▸ EXCERPTED PASSAGE:
Well... a big organization putting a version on a certain database
release is very different from what I'm proposing, which is a version
control system specifically for genome assembly. The human genome
build version is handled by a large centralised organization with very
well laid out policy and guidelines and they are working on a very
important genome. Here there is no problem, and we all can respect
their authority and use their version codes.

As sequencing gets cheaper, however, specialists get more disparate,
and less and less investment goes into generating the data. In such
cases, it behoves us to have a good way to coordinate community
activities behind the best 'working draft' assembly. There are no
organizations ready to step in, no money to spend, and no policy in
place.

I'm thinking of something like Chado (which is for genome annotation)
for genome assembly.


> 2. From my understanding, this tool is designed to be used by a community of
> researchers, who may have access to certain genome assembly. This community
> contributes to the completion and analysis on the same genome. Is it right?

▸ TASKS TO COMPLETE:
a. In the forum post, why does the writer see no problem with how versions of the human genome build are handled? Answer in one to three sentences.
b. Answer these questions about the forum post:
(i) Which existing system does the writer compare the proposed idea to, and what is that system for?
(ii) What does the writer say happens to investment in generating data as sequencing gets cheaper?
(iii) What three things does the writer say are absent in such cases?
c. Extend the forum post with the writer's reply to the quoted question that ends it, keeping the same voice.

▸ INFORMATION SHOWN:
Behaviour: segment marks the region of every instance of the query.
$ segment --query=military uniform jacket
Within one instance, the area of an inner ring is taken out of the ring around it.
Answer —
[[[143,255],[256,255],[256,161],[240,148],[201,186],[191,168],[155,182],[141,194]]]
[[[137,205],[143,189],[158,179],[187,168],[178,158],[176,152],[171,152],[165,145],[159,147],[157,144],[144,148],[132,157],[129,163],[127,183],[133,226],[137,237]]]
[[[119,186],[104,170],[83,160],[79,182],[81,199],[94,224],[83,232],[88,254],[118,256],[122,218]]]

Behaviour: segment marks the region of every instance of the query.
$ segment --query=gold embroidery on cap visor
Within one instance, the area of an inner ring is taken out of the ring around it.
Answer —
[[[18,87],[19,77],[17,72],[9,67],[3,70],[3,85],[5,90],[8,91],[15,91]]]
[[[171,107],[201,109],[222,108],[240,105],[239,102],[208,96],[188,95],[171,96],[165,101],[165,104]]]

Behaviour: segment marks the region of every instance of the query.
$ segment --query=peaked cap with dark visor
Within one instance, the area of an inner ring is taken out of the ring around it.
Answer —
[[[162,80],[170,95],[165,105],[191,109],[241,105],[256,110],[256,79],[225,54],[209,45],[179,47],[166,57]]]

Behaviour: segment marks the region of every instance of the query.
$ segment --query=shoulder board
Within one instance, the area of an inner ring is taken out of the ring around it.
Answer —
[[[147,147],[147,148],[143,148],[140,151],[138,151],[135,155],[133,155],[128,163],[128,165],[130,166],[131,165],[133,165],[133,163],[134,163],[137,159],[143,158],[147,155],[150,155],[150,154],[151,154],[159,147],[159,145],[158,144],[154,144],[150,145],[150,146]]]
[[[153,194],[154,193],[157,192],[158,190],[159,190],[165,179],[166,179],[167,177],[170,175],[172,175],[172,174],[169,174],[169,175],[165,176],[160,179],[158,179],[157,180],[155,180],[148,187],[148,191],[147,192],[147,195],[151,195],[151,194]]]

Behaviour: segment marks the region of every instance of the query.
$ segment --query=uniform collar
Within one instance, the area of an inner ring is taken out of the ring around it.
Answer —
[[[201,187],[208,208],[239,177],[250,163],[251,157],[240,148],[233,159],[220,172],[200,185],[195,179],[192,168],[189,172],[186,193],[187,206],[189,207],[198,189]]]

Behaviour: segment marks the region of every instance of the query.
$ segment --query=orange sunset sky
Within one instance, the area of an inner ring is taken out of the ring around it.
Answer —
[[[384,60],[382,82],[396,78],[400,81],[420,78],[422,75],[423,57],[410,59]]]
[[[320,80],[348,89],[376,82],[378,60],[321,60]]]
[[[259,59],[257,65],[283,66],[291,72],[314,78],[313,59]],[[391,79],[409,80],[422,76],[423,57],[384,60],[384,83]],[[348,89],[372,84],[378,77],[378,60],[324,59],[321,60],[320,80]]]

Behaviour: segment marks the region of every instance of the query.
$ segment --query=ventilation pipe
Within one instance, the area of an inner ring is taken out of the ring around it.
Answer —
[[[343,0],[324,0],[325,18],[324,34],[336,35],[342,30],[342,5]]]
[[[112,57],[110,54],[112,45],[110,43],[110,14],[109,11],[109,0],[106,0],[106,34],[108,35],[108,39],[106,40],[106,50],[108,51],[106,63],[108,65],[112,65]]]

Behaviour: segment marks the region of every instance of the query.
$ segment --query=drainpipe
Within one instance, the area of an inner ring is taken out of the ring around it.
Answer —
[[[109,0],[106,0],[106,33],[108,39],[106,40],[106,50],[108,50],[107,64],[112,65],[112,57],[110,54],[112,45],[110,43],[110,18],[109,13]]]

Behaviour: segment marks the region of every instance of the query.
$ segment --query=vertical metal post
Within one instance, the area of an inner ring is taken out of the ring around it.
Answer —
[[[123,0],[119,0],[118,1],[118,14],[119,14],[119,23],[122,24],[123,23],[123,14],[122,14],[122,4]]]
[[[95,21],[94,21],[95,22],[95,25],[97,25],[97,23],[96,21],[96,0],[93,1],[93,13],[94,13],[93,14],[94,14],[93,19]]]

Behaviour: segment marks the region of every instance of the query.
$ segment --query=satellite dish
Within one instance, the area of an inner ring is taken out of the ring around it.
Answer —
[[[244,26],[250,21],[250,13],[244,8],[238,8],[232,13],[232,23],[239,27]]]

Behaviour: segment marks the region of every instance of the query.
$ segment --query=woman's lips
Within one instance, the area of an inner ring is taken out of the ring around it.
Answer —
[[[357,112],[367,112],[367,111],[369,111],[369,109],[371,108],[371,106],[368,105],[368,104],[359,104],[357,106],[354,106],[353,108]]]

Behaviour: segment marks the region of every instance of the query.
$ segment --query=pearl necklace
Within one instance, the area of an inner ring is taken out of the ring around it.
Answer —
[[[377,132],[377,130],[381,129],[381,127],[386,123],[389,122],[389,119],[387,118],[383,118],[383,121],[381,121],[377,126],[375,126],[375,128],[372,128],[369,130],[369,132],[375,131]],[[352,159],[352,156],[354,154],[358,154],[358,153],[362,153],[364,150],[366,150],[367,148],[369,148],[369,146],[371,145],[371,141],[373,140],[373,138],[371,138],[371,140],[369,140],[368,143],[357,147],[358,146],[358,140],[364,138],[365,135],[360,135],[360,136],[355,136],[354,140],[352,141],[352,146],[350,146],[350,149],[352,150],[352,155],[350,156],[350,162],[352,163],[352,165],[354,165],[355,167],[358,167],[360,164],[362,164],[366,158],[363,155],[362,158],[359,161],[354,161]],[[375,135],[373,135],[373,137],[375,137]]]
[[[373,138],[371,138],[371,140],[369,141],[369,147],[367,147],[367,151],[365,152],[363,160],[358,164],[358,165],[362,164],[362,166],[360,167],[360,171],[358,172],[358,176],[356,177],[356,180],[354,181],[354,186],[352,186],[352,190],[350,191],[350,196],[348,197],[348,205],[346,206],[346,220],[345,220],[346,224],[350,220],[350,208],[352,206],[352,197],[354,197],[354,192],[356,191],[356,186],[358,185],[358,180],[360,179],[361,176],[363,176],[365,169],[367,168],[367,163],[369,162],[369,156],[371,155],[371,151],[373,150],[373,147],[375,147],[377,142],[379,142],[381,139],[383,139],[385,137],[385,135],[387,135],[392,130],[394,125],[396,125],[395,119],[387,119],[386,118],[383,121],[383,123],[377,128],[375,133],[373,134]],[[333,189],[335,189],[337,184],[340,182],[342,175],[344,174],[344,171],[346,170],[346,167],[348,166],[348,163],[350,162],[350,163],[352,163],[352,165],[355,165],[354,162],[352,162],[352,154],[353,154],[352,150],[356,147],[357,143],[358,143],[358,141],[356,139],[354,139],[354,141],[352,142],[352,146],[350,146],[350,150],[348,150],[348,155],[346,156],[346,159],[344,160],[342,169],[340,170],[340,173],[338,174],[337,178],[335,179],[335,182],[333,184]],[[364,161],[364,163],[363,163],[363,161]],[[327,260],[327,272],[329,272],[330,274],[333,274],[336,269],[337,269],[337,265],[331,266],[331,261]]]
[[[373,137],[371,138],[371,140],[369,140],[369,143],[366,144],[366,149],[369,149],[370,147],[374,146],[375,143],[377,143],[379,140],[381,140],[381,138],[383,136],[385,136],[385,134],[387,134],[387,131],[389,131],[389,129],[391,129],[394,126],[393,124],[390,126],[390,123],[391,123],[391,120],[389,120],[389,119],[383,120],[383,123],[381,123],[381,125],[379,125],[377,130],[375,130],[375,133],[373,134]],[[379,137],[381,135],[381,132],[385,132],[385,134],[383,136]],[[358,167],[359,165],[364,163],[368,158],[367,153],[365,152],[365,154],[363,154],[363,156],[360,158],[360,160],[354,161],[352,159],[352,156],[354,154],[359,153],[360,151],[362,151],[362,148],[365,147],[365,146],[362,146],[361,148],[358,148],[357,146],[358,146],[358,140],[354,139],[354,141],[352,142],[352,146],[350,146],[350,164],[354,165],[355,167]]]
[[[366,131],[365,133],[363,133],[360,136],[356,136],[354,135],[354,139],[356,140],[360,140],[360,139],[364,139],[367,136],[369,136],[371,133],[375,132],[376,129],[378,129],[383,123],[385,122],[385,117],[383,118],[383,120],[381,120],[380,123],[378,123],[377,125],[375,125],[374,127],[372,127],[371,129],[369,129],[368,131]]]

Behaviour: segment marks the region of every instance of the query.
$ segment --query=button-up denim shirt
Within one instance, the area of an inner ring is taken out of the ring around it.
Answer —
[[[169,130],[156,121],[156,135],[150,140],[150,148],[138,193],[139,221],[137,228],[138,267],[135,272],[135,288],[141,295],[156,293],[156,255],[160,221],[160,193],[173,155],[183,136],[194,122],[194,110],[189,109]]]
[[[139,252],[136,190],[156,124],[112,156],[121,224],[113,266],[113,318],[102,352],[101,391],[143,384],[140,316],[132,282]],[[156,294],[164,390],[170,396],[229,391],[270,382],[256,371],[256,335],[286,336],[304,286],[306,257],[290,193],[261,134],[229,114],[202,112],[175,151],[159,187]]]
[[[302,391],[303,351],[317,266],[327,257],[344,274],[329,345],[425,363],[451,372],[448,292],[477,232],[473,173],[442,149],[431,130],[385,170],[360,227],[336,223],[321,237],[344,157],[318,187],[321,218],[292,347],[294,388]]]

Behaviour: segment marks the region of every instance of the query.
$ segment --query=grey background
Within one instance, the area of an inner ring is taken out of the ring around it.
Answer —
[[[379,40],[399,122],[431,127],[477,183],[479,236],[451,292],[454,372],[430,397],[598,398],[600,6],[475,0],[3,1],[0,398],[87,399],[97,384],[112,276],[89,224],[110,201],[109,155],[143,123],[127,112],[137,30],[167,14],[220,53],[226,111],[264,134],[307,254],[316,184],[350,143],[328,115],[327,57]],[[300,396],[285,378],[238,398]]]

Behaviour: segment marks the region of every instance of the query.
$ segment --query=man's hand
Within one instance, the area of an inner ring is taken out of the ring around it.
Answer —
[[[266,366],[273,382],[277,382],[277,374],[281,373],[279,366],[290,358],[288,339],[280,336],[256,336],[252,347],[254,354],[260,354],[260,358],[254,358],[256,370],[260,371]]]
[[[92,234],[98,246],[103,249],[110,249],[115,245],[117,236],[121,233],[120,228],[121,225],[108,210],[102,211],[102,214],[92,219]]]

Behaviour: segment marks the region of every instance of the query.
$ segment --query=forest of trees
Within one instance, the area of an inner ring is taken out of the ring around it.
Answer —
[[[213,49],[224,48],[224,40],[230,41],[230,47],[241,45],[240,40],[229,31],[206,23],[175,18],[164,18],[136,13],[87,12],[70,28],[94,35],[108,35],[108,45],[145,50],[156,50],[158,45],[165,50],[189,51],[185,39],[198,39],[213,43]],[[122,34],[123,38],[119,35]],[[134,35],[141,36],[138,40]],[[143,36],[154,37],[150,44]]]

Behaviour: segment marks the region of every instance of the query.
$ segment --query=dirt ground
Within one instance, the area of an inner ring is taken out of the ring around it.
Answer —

▸ RESPONSES:
a. The human genome build version is managed by a large centralized organization that has well laid out policy and guidelines and works on a very important genome. Because of this, everyone can respect that organization's authority and use its version codes.

b.
(i) Chado, which is for genome annotation.
(ii) Less and less investment goes into generating the data.
(iii) There are no organizations ready to step in, no money to spend, and no policy in place.

c.
Yes. In fact Chado (and GMoD) does a very good job of housing genome
analysis results (such a new metabolomics, proteomics or
transcriptomics experiments), however, each genome sits behind an
institutional facade. I'm thinking of a community based approach (like
Wikipedia).


> So it is not designed to integrate genome assembly from various sources? Am
> I right?

Sounds right. Rather it hosts the results of such integration. I'm not
suggesting to implement an assembler, just a 'wiki-style' tool to
store and edit an assembly.


> 3. From my background, I am strong in Java, as well as the object oriented
> principles. I have also...

<snip, to protect the innocent>

> However, I have never used Git, Chado and Catalyst. I am
> confident that I can learn very fast based on my background and capability.
> But I am a little bit concerned that whether these skills are compulsory or
> not.

Certainly nothing is compulsory. Unlike some of the other ideas, this
idea is very speculative and open ended. I'm relying on a high level
of competence and independence.


> 4. And Finally, how is the current progress of this project? Have you
> designed any model or architecture for the tool? Where should I start if I
> would like to learn more about the implementation details?

Unlike the other ideas, this is currently a pure 'vapour-ware'
project. However, I think there are several core components in place
that you can begin to research. Firstly, the Chado database system
could form the core of an 'assembly data model'. Secondly, many of the
Bio* projects (BioPerl, BioJava, BioEtc) have 'assembly' objects.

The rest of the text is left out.